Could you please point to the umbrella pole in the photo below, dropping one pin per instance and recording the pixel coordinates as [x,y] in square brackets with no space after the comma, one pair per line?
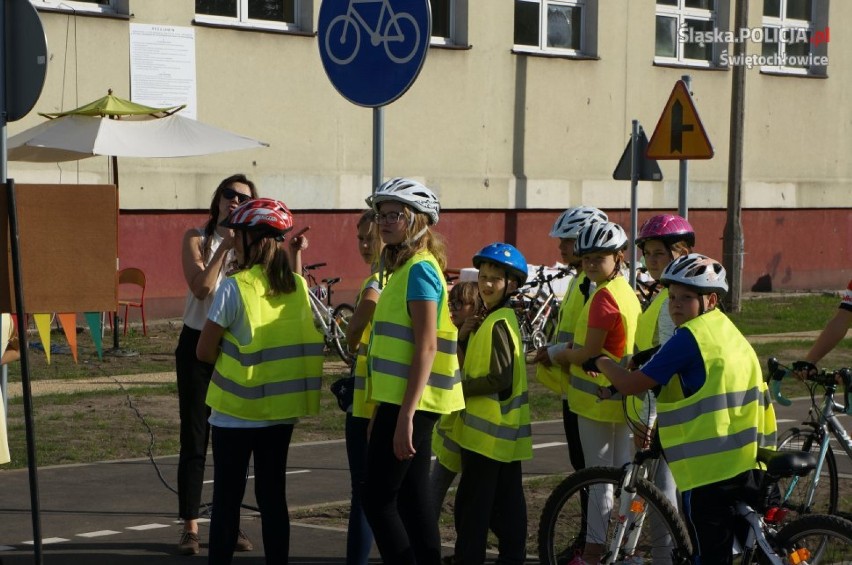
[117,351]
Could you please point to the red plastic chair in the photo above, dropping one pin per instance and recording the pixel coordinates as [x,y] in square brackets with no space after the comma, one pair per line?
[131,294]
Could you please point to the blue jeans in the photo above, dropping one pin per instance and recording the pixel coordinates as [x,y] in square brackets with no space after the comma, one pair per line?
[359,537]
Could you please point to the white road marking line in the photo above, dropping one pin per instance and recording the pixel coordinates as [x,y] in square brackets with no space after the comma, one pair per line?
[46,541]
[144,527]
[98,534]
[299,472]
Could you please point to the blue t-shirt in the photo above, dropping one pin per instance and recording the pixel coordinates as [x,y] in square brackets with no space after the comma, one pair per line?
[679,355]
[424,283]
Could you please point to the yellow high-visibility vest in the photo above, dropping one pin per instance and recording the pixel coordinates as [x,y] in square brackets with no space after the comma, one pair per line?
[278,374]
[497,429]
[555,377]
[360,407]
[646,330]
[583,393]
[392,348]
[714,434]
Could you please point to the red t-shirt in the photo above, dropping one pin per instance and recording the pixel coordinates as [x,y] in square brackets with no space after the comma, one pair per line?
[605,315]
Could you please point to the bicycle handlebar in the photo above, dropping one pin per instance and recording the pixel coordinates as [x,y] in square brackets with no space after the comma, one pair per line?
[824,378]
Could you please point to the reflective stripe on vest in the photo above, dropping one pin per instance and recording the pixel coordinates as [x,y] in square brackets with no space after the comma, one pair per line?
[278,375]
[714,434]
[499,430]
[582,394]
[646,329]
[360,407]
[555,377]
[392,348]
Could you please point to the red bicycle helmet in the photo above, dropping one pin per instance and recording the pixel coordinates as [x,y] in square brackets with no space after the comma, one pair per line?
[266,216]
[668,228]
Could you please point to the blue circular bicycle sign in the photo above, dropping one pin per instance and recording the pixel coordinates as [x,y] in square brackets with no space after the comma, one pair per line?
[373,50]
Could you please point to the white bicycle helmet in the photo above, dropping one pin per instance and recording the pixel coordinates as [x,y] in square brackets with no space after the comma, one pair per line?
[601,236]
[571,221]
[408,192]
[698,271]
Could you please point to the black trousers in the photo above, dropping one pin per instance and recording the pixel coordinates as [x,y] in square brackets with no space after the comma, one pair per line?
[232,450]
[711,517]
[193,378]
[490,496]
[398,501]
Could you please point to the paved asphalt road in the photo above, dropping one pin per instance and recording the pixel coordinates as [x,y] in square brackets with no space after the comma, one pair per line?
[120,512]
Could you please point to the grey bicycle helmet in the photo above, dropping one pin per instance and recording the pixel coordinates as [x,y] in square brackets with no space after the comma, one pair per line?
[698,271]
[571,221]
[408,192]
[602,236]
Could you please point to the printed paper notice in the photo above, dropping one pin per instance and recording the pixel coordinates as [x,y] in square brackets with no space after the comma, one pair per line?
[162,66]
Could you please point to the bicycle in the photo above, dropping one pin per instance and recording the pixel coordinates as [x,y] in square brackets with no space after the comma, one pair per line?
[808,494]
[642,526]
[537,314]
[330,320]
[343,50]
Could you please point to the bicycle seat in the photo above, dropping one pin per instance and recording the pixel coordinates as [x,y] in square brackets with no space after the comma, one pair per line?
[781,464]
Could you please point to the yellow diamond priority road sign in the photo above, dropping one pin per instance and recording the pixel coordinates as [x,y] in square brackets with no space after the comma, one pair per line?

- Exercise prompt -
Take each line from the records and copy it unchanged, leaving images out.

- Expected answer -
Could you please point to the umbrella pole in the photo below, dropping one pin per instance and recording the pixel coordinates as [x,y] in square brackets with no space after the comma, one pair per line?
[117,351]
Could you please point to the red plastic chair in the photo above, dropping one pin per instance and recording the pixel coordinates as [x,y] in square brackets with no space after the comma, one pair per line?
[131,294]
Could you please point to the blue jeans in the photo above, dropping one pin per instance and recording the pixel coordinates as [x,y] in square brackets with no space after the comma, one pair per line?
[359,537]
Could you please point to the white road marking line in the photo above, dropping one pin per instance and recording the pixel coordinates as [x,y] in square brackets with no space after the comma, one pair per line?
[46,541]
[144,527]
[98,534]
[299,472]
Could you please point to the blue t-shirt in the photo above, dropping one pin per instance and recording the pixel coordinates as [x,y] in square brackets with no space after the comma, one pair per line?
[679,355]
[424,283]
Could you please point to the yellow high-visibility vest in the photo above, dropping one pin per instance and recording the pixel coordinates as [x,y] in square brackets with no space after the comma, one pair per line?
[278,374]
[497,429]
[555,377]
[360,407]
[646,330]
[583,393]
[392,348]
[714,434]
Could you please point to the red t-shirt in the photo above, dropping one pin per instance and recording the pixel coordinates as [x,y] in square brackets with no space after the comma, one pair per line?
[605,315]
Could you please point to the bicycle handlebar in the photo above, dropping one pin per instance and recording the pixel coordinates as [x,y] in square brackets with no space after the comma, one pair per line?
[824,378]
Could you please point to the reflective stripe on vest in the photo above, dropping one pin per instance and recording the pixel coordinates as [x,y] in square brackets with no space after the comma, one pair per line?
[278,375]
[714,434]
[499,430]
[582,394]
[646,329]
[360,407]
[555,377]
[392,348]
Could you please point to the red bicycle helmet in the photo above, dropping one pin per instance and recording the pixel coordinates as [x,y] in square brackets with no space after the comma, one pair per line?
[266,216]
[668,228]
Could you please point to the blue circular bicycle sign in the photo above, dropping one pin per instance and recording the pixel coordinates as [x,y] in square brackets with no space after the comma, one pair per line?
[373,50]
Could you please point to the white bicycle helmet in the photo above, dropping one pin per instance and recording the pixel coordinates as [x,y] in square brackets with no space after the comma, one pair per line?
[601,236]
[571,221]
[408,192]
[698,271]
Could you please point to the black trousers in the photo above, dropping one pin per instance and recording the pixel coordinates as [x,y] in square brackets with no space after the comma, one pair per line?
[232,450]
[711,517]
[193,378]
[490,496]
[398,501]
Could you please point to the paved asphalt road in the photo above, dropping one pin per instance and recording the pixel coordinates as [x,y] in square brackets with no space after the comma, one pair per line?
[120,512]
Could you please point to the grey bicycle helmet in the photo above, dropping one pin per instance and recording the pixel coordinates as [x,y] in square brackets with no space after the comma, one pair per line?
[698,271]
[571,221]
[408,192]
[602,236]
Could you please point to the printed paper notice in the photo above, dropping one pin per instance and recording the pixel coordinates as [x,y] in square brackets with no space after the comma, one pair per line?
[162,66]
Could you please point to the bicycle in the photo above, dropping one pin per instance and recording the pixel coordinates as [x,y] in square brackets with no space after the comma, one pair per line?
[808,494]
[642,526]
[537,314]
[330,320]
[343,50]
Could you please point to the bicycle seat in the photo above, dropping one pin per instance and recording the pixel coordinates as [x,y] in square brackets with no space after the comma, one pair per line?
[781,464]
Could you please point to the yellow diamond priority road sign in the photo above, dropping one pin per instance and recording the pixel coordinates as [x,y] in square brackets with no space after the comma, one pair per line?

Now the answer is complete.